## SOURCE EXCERPT

:::::

SERPENT AND THE RAINBOW (1988) - d. Wes Craven
You could earn a PhD. trying to figure out how this movie sucks as much as it does. So close to amazing. So not amazing at all. A lot of doors were probably closed in Craven's face when this turned out like it did.
MY BLOODY VALENTINE (1981) - d. George Mihalka
If you hang out with the wrong crowd, you'll occasionally hear whispers about 'My Bloody Valentine' being some kind of lost slasher classic. Also, like, a band that good probably doesn't name themselves after a total stinker. The wrong crowd is right, and 'My Bloody Valentine' kicks so much ass that I'm going to need ointment and one of those hemorrhoid pillows to get the swelling down.
I realized I've seen too many movies when I started trying to figure out what planet 'MBV' was made on. I was absolutely convinced the director was English, because so much of its form is straight late-70s/early-80s British slasher. But then, it looks like it's shot in the midwest, everyone's a coal-miner, and no one has British accents. Also, the influence of John Carpenter is there in almost every single shot. When the final credits rolled and I discovered that it was made in Canada (they probably told you this at the beginning of the movie, but if you watch that opening scene high, what with it being so 'erotic' and all, you won't really catch the next few scenes), I was mostly filled with shame at being excited to discover that it was made in Canada. Life sucks.

:::::

## STORED DATA
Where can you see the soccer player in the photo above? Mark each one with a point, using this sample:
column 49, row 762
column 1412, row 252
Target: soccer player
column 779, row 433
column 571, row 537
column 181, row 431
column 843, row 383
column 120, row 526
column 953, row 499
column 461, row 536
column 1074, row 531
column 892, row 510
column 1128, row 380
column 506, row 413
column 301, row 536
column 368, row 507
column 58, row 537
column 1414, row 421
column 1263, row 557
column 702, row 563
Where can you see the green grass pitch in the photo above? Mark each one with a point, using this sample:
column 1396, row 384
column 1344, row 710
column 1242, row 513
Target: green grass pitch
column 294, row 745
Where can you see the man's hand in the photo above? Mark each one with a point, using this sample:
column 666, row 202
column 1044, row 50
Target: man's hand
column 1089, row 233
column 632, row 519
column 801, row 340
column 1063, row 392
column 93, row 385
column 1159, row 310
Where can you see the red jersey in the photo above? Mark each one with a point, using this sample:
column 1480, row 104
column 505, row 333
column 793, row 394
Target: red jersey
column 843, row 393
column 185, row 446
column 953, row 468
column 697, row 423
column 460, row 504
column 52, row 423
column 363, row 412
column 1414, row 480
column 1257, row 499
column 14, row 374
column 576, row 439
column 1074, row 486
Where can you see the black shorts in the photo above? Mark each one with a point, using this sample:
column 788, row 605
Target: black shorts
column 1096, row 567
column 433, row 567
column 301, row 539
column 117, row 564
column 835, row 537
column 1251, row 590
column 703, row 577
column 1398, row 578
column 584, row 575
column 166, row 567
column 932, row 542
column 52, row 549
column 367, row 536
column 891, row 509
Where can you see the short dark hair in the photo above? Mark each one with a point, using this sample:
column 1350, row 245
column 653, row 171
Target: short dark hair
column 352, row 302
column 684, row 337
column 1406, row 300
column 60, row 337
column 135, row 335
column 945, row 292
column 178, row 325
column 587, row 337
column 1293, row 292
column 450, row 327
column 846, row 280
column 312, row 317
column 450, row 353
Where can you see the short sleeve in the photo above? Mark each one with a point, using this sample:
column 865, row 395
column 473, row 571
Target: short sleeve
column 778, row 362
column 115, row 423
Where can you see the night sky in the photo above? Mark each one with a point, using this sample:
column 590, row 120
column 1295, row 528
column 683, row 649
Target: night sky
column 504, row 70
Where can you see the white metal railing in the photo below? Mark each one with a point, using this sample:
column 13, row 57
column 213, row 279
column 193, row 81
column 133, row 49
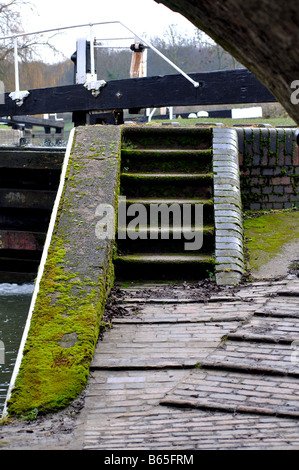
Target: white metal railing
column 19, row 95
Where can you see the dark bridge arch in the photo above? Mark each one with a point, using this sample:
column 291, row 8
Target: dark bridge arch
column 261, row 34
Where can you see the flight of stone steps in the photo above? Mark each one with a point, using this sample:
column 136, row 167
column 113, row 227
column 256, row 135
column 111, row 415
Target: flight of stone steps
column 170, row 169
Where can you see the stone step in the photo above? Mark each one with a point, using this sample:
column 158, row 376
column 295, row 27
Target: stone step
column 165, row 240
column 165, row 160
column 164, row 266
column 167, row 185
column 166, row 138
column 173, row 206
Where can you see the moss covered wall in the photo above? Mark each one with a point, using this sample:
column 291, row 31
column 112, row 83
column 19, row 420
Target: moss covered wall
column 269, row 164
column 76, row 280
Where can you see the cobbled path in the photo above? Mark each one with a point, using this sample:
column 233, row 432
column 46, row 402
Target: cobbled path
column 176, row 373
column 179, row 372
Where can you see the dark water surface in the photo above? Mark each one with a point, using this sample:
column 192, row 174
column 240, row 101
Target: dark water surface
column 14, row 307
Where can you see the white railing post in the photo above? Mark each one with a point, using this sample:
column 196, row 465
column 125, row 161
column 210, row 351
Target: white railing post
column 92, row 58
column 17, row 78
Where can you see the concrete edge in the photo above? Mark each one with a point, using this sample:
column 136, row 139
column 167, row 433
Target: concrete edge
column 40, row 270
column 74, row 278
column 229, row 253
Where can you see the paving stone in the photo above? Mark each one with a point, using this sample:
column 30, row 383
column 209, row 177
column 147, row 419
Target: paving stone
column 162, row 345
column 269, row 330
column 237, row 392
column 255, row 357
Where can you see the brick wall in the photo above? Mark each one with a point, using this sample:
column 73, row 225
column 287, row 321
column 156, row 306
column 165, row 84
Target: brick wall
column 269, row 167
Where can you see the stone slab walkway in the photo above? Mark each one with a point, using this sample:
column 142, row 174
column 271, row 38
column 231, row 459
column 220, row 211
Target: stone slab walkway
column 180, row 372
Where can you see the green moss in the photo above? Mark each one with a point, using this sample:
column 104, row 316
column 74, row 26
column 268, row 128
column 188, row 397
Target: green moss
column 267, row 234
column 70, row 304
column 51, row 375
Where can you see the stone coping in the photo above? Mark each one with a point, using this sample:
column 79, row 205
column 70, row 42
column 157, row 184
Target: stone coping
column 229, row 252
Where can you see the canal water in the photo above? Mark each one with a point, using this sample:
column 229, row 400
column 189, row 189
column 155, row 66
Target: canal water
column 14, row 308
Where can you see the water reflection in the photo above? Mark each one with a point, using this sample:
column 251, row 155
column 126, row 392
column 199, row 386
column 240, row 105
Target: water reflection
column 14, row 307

:::::

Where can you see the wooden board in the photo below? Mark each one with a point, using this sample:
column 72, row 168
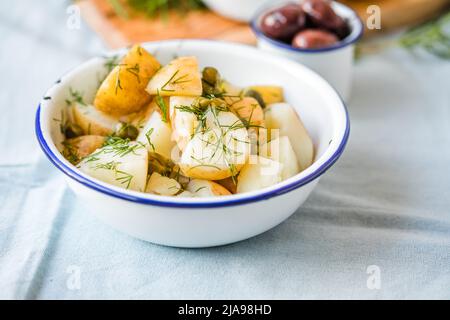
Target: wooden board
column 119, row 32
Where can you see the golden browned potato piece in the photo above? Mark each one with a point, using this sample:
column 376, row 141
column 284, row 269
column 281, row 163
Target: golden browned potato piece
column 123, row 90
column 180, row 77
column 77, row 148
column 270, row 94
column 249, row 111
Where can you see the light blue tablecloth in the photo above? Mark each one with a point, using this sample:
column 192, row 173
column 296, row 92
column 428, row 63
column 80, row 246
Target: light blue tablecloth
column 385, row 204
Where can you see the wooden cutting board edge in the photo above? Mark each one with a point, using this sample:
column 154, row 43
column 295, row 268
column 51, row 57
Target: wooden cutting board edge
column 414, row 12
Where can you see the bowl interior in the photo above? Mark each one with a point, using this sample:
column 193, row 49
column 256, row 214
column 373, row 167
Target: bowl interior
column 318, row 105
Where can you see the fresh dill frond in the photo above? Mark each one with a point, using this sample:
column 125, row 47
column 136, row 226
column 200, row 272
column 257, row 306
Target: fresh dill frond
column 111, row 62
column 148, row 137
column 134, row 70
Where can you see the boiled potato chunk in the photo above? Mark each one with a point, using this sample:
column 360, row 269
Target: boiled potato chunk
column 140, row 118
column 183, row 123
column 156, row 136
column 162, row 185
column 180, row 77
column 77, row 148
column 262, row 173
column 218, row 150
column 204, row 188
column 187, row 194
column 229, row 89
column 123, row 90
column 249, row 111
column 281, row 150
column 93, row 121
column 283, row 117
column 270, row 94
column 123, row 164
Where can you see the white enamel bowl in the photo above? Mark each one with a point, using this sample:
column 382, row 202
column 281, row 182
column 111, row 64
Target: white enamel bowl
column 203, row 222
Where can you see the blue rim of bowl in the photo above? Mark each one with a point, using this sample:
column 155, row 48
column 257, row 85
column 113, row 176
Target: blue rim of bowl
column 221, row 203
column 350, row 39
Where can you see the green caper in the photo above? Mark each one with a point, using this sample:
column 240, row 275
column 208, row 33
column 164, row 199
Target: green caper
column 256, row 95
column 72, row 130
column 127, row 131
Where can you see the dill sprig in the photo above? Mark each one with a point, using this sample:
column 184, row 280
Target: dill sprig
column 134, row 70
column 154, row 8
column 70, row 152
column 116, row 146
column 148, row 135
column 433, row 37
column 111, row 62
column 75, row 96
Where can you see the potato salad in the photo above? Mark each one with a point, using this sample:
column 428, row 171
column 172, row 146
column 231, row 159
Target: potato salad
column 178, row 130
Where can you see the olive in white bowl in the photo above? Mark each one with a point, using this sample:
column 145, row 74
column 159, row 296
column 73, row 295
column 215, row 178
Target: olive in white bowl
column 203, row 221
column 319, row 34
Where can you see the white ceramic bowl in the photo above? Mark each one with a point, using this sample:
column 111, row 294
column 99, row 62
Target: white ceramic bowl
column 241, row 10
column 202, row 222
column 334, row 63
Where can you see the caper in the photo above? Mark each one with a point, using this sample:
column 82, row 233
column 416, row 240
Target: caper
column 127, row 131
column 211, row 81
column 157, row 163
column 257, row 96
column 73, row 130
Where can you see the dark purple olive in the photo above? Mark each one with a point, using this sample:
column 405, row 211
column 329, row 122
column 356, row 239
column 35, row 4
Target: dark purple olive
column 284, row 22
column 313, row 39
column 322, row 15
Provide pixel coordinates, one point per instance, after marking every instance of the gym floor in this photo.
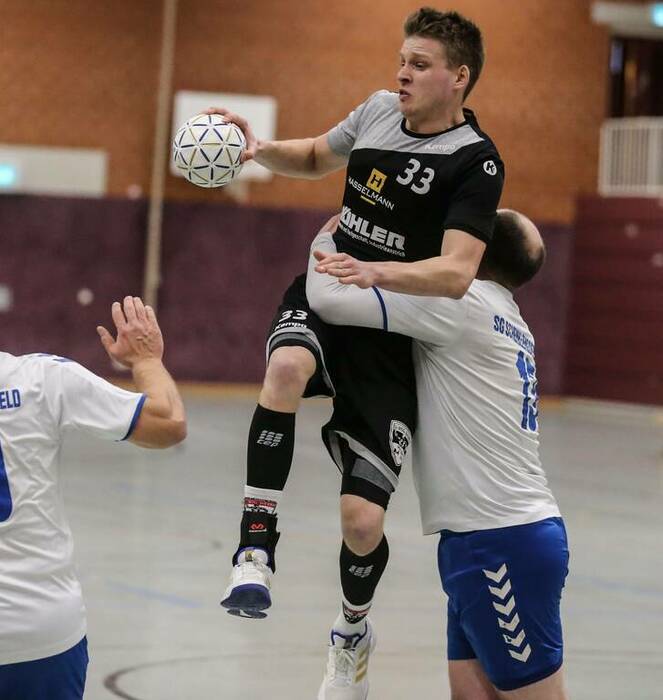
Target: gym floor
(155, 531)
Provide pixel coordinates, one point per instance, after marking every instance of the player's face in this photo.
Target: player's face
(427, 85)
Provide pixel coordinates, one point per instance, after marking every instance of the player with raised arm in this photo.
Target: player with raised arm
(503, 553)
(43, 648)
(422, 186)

:::::

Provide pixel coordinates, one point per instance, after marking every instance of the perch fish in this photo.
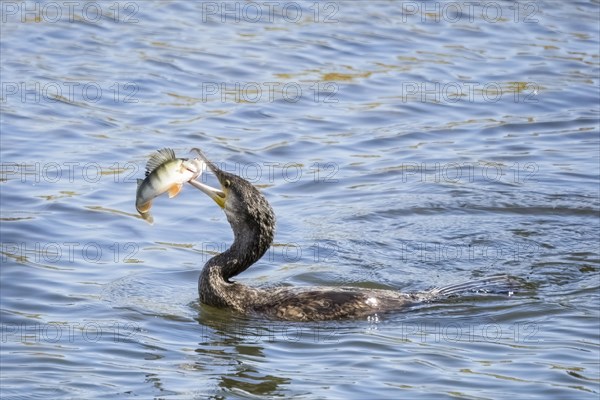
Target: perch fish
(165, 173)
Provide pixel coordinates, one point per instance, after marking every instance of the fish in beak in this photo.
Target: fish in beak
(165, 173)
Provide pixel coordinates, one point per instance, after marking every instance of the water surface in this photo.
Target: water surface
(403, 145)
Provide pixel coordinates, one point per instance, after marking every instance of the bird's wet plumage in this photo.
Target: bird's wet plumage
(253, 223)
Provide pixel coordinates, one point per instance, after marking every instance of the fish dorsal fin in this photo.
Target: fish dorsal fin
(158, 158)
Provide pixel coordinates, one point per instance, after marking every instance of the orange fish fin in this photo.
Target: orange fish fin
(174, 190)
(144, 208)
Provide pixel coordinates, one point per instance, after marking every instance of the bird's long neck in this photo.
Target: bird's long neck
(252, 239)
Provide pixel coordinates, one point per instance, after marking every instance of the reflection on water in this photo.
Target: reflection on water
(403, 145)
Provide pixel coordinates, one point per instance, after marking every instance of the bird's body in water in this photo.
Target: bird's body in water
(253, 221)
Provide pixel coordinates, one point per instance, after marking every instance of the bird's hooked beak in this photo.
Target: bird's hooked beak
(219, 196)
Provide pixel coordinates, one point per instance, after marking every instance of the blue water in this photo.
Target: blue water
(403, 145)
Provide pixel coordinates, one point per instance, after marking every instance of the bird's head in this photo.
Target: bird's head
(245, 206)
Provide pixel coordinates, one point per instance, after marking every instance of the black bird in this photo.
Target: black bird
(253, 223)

:::::

## WHAT THE EXERCISE ASKS
Which people are named in the movie reviews? List every one.

## FINAL ANSWER
Wes Craven, George Mihalka, John Carpenter